▶ TEXT SECTION

=====

The Stop The Hate program reflects our commitment to provide social justice tools for combatting bias and hate crimes in all its forms. Stop The Hate is dedicated to provide
the necessary resources and educational training to combat
hate on college campuses; and to actively seek partnerships
and collaboration among various organizations with similar
concerns to address bias and hate behaviors.
Program Mission
Stop
The Hate supports
colleges and universities in preventing and combating hate on
campus as well as fostering the development of community. The national program serves as the premiere source of anti-hate educational
resources for higher education institutions and campus communities.
Program
Objectives
Stop
the Hate shall
develop and implement strategies that will reduce hate crimes
on college campuses.

=====

▶ PROVIDED RECORDS

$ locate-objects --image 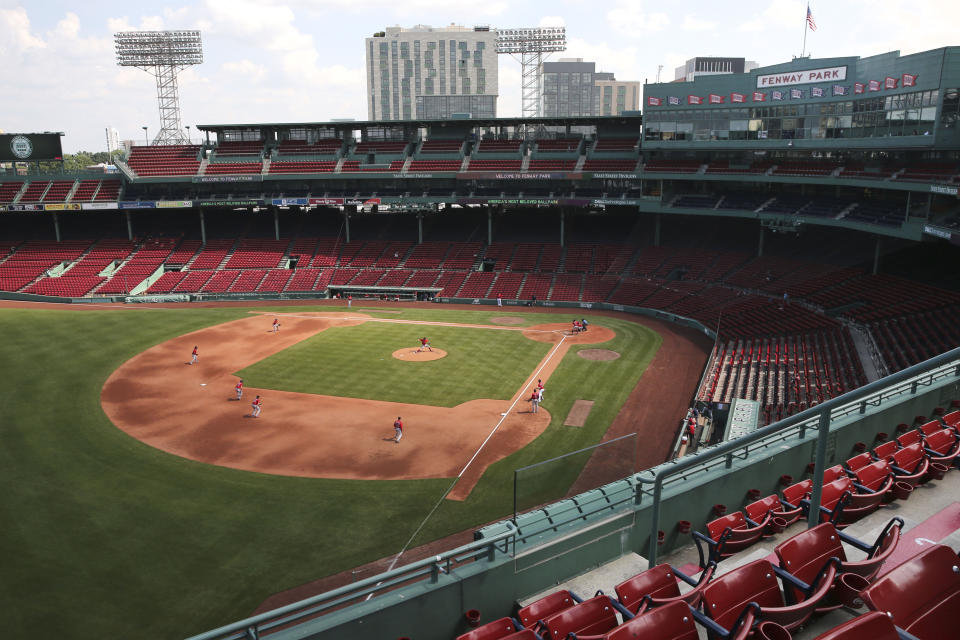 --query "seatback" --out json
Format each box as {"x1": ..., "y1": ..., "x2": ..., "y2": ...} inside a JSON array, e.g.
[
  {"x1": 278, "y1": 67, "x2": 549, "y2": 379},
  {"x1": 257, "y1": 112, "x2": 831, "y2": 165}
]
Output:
[
  {"x1": 893, "y1": 442, "x2": 923, "y2": 473},
  {"x1": 457, "y1": 618, "x2": 517, "y2": 640},
  {"x1": 823, "y1": 464, "x2": 847, "y2": 484},
  {"x1": 927, "y1": 429, "x2": 957, "y2": 456},
  {"x1": 861, "y1": 545, "x2": 960, "y2": 640},
  {"x1": 517, "y1": 589, "x2": 577, "y2": 628},
  {"x1": 774, "y1": 522, "x2": 847, "y2": 602},
  {"x1": 604, "y1": 602, "x2": 698, "y2": 640},
  {"x1": 897, "y1": 429, "x2": 923, "y2": 447},
  {"x1": 847, "y1": 451, "x2": 873, "y2": 471},
  {"x1": 743, "y1": 495, "x2": 783, "y2": 522},
  {"x1": 614, "y1": 564, "x2": 680, "y2": 613},
  {"x1": 815, "y1": 611, "x2": 900, "y2": 640},
  {"x1": 545, "y1": 595, "x2": 617, "y2": 640},
  {"x1": 856, "y1": 460, "x2": 891, "y2": 491},
  {"x1": 703, "y1": 560, "x2": 784, "y2": 629},
  {"x1": 873, "y1": 440, "x2": 897, "y2": 460},
  {"x1": 783, "y1": 479, "x2": 813, "y2": 505}
]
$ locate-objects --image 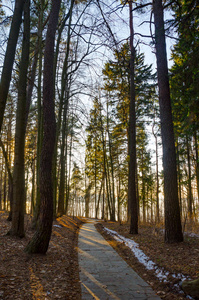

=====

▶ TO-DO LIST
• 1. According to the Stop The Hate text, why does the program seek partnerships and collaboration with other organizations? Answer in one to three sentences.
• 2. What does the Stop The Hate text say the national program serves as?
• 3. Rewrite the paragraph of the Stop The Hate text that begins "The Stop The Hate program reflects our commitment" as a short list that keeps its main facts.
The records have no connection to the text about the Stop The Hate program.

▶ SOLUTIONS TO THE TASKS
• 1. The program seeks partnerships and collaboration with organizations that share similar concerns so that, together, they can address bias and hate behaviors.

• 2. It serves as the premiere source of anti-hate educational resources for higher education institutions and campus communities.

• 3.
- Stop The Hate reflects a commitment to provide social justice tools for combatting bias and hate crimes in all their forms.
- It provides resources and educational training to combat hate on college campuses.
- It seeks partnerships and collaboration with organizations that have similar concerns to address bias and hate behaviors.